[Records from a dataset]
-------------------------

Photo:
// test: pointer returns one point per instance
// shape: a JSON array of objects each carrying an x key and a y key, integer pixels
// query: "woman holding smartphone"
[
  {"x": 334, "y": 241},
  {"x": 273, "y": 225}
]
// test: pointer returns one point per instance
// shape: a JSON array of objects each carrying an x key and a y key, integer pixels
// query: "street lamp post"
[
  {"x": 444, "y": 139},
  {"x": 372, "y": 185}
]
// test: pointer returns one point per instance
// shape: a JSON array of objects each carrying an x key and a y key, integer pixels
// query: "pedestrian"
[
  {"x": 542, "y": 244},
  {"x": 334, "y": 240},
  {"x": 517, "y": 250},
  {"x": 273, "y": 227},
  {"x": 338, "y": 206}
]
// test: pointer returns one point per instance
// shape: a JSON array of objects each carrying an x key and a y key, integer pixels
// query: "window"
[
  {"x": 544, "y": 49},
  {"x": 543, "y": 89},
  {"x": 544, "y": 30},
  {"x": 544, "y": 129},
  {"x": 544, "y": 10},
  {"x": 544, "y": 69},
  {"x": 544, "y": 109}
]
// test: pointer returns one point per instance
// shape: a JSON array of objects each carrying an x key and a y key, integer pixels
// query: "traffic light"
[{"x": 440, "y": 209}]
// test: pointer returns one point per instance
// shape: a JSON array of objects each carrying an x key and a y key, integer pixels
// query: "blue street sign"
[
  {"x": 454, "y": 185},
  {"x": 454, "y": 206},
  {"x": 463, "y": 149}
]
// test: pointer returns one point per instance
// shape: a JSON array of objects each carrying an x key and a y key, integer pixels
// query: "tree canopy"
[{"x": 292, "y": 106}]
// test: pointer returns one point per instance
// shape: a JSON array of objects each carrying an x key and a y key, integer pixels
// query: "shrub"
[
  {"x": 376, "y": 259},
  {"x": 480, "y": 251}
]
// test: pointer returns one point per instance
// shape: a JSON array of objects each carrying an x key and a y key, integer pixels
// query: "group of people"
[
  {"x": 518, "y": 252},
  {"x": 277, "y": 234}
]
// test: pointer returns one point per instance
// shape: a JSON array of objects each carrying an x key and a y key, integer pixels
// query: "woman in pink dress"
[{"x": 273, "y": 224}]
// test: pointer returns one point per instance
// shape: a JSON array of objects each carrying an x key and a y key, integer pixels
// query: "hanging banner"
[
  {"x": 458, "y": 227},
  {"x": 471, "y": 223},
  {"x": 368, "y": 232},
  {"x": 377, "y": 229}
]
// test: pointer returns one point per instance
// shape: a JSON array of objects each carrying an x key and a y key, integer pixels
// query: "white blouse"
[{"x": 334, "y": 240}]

-------------------------

▶ EXERCISE DIRECTIONS
Write the data from above out again, exactly.

▶ EXERCISE RESPONSE
Photo:
// test: pointer returns one point per instance
// shape: a JSON array of objects each carrying an x key and a y key, integer pixels
// query: "woman holding smartphone"
[
  {"x": 334, "y": 241},
  {"x": 273, "y": 225}
]
// test: pointer returns one point per instance
// shape: a JSON array of objects each carrying an x key and a y key, integer pixels
// query: "street lamp post"
[
  {"x": 444, "y": 139},
  {"x": 372, "y": 185}
]
// test: pointer returns one point per instance
// shape: a JSON array of objects each carrying an x key and a y key, integer pixels
// query: "pedestrian"
[
  {"x": 542, "y": 244},
  {"x": 334, "y": 240},
  {"x": 517, "y": 250},
  {"x": 273, "y": 227},
  {"x": 338, "y": 206}
]
// test: pointer returns one point per instance
// shape: a JSON array of objects each carrying an x key and a y key, integer pixels
// query: "window"
[
  {"x": 544, "y": 49},
  {"x": 543, "y": 89},
  {"x": 544, "y": 30},
  {"x": 544, "y": 129},
  {"x": 544, "y": 10},
  {"x": 544, "y": 69},
  {"x": 544, "y": 109}
]
// test: pointer returns one point per instance
// shape: a JSON array of objects each carrying an x key and a y key, integer pixels
// query: "traffic light"
[{"x": 440, "y": 209}]
// test: pointer returns one point per instance
// shape: a JSON array of objects each carrying an x key and a y key, integer pixels
// query: "blue street sign"
[
  {"x": 454, "y": 185},
  {"x": 454, "y": 206},
  {"x": 463, "y": 149}
]
// test: pointer returns one point per instance
// shape: a JSON array of objects each carrying an x key and a y key, integer pixels
// query: "tree canopy"
[{"x": 292, "y": 106}]
// test: pointer returns one point per instance
// shape: a JSON array of objects each carrying an x key and a y key, integer pixels
// query: "shrub"
[
  {"x": 376, "y": 259},
  {"x": 480, "y": 251}
]
// test: pointer returns one point per instance
// shape: a JSON array of objects each carrying an x key and a y key, integer pixels
// query: "group of people"
[
  {"x": 518, "y": 252},
  {"x": 277, "y": 234}
]
// test: pointer returns one point per instance
// shape: a JSON array of objects each carrying an x key and a y key, integer pixels
// query: "woman in pink dress"
[{"x": 273, "y": 224}]
// test: pointer returns one point per instance
// shape: a JSON array of objects each carrying an x key and a y key, integer pixels
// query: "hanging banner"
[
  {"x": 458, "y": 227},
  {"x": 471, "y": 223},
  {"x": 368, "y": 232},
  {"x": 377, "y": 229}
]
// test: pointer returns one point per instance
// shape: a JSON array of objects each carrying an x key and a y key, integer pixels
// query: "white blouse"
[{"x": 334, "y": 240}]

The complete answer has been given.